■ SHORT PROBLEM:
Rewrite each line of the material below as a Markdown table with the columns Row and Line, numbering the rows and skipping any blank lines.
** START OF STORED RECORDS **
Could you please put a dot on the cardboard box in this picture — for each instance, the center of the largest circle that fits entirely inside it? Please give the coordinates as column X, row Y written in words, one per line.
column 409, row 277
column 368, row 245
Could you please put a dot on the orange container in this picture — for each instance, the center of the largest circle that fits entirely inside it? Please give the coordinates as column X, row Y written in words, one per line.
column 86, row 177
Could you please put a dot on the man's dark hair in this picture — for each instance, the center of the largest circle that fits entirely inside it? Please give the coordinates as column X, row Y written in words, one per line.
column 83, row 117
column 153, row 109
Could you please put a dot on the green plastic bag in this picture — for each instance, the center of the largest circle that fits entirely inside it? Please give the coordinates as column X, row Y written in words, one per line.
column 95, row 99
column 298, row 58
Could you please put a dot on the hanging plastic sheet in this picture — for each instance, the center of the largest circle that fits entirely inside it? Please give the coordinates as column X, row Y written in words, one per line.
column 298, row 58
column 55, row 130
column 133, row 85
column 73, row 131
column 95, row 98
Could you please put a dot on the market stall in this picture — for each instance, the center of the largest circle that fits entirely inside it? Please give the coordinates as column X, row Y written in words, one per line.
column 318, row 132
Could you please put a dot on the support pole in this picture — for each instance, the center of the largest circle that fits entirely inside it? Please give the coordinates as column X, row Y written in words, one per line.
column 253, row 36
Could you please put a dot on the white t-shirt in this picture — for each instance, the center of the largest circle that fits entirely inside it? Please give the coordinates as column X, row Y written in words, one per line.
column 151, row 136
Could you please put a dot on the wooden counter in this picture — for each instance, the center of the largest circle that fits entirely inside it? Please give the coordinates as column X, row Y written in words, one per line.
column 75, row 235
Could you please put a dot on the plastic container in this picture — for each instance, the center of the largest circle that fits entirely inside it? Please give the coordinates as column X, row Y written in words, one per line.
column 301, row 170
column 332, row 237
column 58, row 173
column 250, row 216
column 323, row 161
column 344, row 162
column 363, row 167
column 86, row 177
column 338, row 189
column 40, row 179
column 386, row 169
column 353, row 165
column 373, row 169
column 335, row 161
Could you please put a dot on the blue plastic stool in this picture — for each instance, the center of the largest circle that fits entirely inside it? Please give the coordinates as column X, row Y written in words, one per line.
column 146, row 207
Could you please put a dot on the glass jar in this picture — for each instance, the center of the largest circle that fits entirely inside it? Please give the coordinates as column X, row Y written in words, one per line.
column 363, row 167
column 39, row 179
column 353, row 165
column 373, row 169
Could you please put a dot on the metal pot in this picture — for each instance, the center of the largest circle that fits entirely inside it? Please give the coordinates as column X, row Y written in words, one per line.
** END OF STORED RECORDS **
■ TASK OUTPUT:
| Row | Line |
|---|---|
| 1 | Could you please put a dot on the cardboard box in this picture — for each instance, the center of the largest circle that fits entirely inside it? Please give the coordinates as column X, row Y written in words, one per line. |
| 2 | column 409, row 277 |
| 3 | column 368, row 245 |
| 4 | Could you please put a dot on the orange container in this picture — for each instance, the center of the largest circle that fits entirely inside it? Please give the coordinates as column X, row Y written in words, one per line. |
| 5 | column 86, row 177 |
| 6 | Could you please put a dot on the man's dark hair in this picture — for each instance, the center of the largest circle that fits entirely inside it? Please give the coordinates as column X, row Y written in words, one per line. |
| 7 | column 83, row 117 |
| 8 | column 153, row 109 |
| 9 | Could you please put a dot on the green plastic bag in this picture — for each instance, the center of the largest circle that fits entirely inside it? Please give the coordinates as column X, row Y written in words, one per line. |
| 10 | column 95, row 99 |
| 11 | column 298, row 58 |
| 12 | Could you please put a dot on the hanging plastic sheet in this picture — for each instance, the center of the largest circle that fits entirely inside it? Please give the coordinates as column X, row Y written in words, one per line. |
| 13 | column 298, row 58 |
| 14 | column 55, row 130 |
| 15 | column 133, row 85 |
| 16 | column 73, row 131 |
| 17 | column 95, row 98 |
| 18 | Could you please put a dot on the market stall in this picture — for each instance, the center of the largest circle that fits entirely inside it? Please give the coordinates as column X, row Y written in words, one per line. |
| 19 | column 318, row 132 |
| 20 | Could you please put a dot on the support pole in this picture — for each instance, the center of the largest circle that fits entirely inside it? Please give the coordinates as column X, row Y written in words, one per line. |
| 21 | column 253, row 36 |
| 22 | Could you please put a dot on the white t-shirt in this picture — for each instance, the center of the largest circle that fits entirely inside it? Please give the coordinates as column X, row Y written in words, one per line. |
| 23 | column 151, row 136 |
| 24 | Could you please put a dot on the wooden counter in this picture — for each instance, the center of the largest circle that fits entirely inside it? Please give the coordinates as column X, row Y written in words, one per line. |
| 25 | column 75, row 235 |
| 26 | Could you please put a dot on the plastic container in this picture — for each instance, the center of the largest circle that fits entirely inside it? Please give the coordinates as column X, row Y written in words, one per line. |
| 27 | column 301, row 170 |
| 28 | column 332, row 237 |
| 29 | column 58, row 173 |
| 30 | column 250, row 216 |
| 31 | column 323, row 161 |
| 32 | column 344, row 162 |
| 33 | column 363, row 167 |
| 34 | column 86, row 177 |
| 35 | column 338, row 189 |
| 36 | column 40, row 179 |
| 37 | column 386, row 169 |
| 38 | column 353, row 165 |
| 39 | column 373, row 169 |
| 40 | column 335, row 161 |
| 41 | Could you please put a dot on the blue plastic stool in this picture — for each instance, the center of the largest circle that fits entirely inside it? Please give the coordinates as column X, row Y written in words, one per line. |
| 42 | column 146, row 207 |
| 43 | Could you please put a dot on the glass jar in this picture — for each instance, the center of the largest circle that fits entirely inside it? Please give the coordinates as column X, row Y written in words, one per line. |
| 44 | column 363, row 167 |
| 45 | column 39, row 179 |
| 46 | column 353, row 165 |
| 47 | column 373, row 169 |
| 48 | Could you please put a dot on the metal pot in this picture — for each instance, the center of the largest circle that fits entirely inside it? Please give the coordinates as column X, row Y written in words, one per line. |